# Task list
1: Please list the numbered reasons the comfort food post gives for the writer's craving for comfort food, one line each.
2: Using the comfort food post, answer each of these briefly:
(a) How many meals did the lasagna leftovers provide?
(b) At which diner did the writer buy the Knoepfla?
(c) How long is the writer's son off the bus?

# Document passage
On the brightside, despite being a pigsty, my house smells wonderful. After the week I've been having I did what any good food addict does, I threw some rich old fashioned comfort food in the oven. Something I've been doing alot of lately. Last weekend my son talked (bargained and manipulated)me into making a lasagna from scratch. Not one of my better dishes, but a good one anyway. It came out great and we had leftovers for 2 dinners and 2 lunches. The same day I got on a roll and made a huge banana bread (have I mentioned I loathe bananas- but my son loves them).
Tonights menu Yankee Pot Roast and lots of roasted root veggies. I love me some roasted veggies, especially when they get all carmelized and sweet, better than candy any day, and they won't rot your teeth.
Why am I so desperate for comfort food, so desperate I over paid for Knoepfla (a German-Russian cream of chicken soup with heavy dumplings simmiliar to what Italians call gnocci - it is good and very rich with lots of butter and cream and chicken stock) and grilled cheese (with a split order of Onion rings) at Kroll's diner. Where do I start.
1. Mother nature has gone beserk. While we haven't had any snow YET, it is in the prediction. Bismark (about 3 hours west of here) got wet mushy yuck, where my mom is at (8 hours northwest of here) got a fair amount of snow, had the roads shut down, and were with out power for a fair amount of time. Here it is just cold, windy, gray and despressing. The kind of weather that makes one grave old fashioned hearty kind of food. Flip flop weather has officially ended, time to dig out real shoes, and go back to wearing (yuck) socks again.
2. My darling son and another boy his age, though it would be funny to rock the school bus back and forth, bad enough to make the driver pull into the high school and call the cops (this after having an excellent happy day). On top of that his version of what happened, was at best wishful thinking, at worst and outright lie. And when confronted he became so visibly upset, I was convinced he believed his version, which puts me in a tough position of never knowing who to believe anymore. My son is also off the bus for two weeks. I made him appologize, but the next day his atttitude was clearly that of one who was very upset and really didn't mean it.
3. My son's attitude at school and with his teachers got him removed from the classroom, yesterday, which he could have still recovered from had he gotten control of his temper instead of escalating. Funny thing about teachers, you call them a B*h enough times, they get really angry. His bad attitude got him suspsend for the rest of yesterday and today. I talked to his teacher and while I've noticed him mooods are very up and down, day to day, like an emotional yo-yo in school they are seeing it minute to minute. One minute he is crying , the next minute he is fine, the next minute he is pissed.

# Extracted records
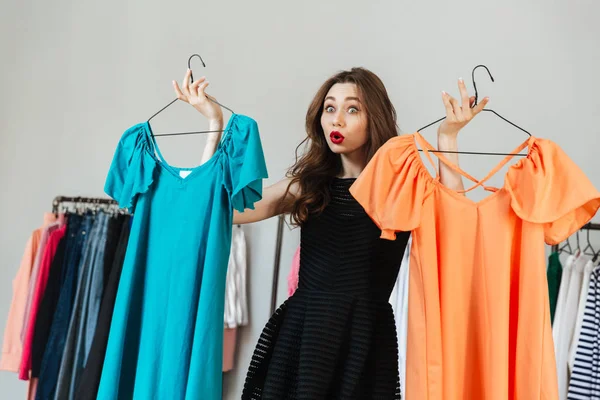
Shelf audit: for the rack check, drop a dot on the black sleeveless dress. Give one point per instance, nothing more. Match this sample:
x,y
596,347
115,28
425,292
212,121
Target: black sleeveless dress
x,y
335,338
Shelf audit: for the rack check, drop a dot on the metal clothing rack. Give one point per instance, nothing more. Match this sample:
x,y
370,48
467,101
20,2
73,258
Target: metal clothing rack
x,y
58,200
277,262
589,227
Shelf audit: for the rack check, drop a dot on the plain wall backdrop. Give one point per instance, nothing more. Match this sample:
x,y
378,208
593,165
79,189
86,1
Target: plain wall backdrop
x,y
75,75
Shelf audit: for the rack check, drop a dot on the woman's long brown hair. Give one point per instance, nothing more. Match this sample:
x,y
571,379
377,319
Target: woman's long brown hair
x,y
318,165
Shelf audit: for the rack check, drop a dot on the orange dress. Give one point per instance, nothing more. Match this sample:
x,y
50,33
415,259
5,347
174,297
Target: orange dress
x,y
479,319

# Results
1:
1. The weather has turned cold, windy, gray and depressing, with snow in the forecast.
2. The writer's son and another boy rocked the school bus, the driver called the police, and the son is off the bus for two weeks.
3. The son's attitude got him removed from the classroom and suspended for the rest of yesterday and today.

2:
(a) Two dinners and two lunches.
(b) Kroll's diner.
(c) Two weeks.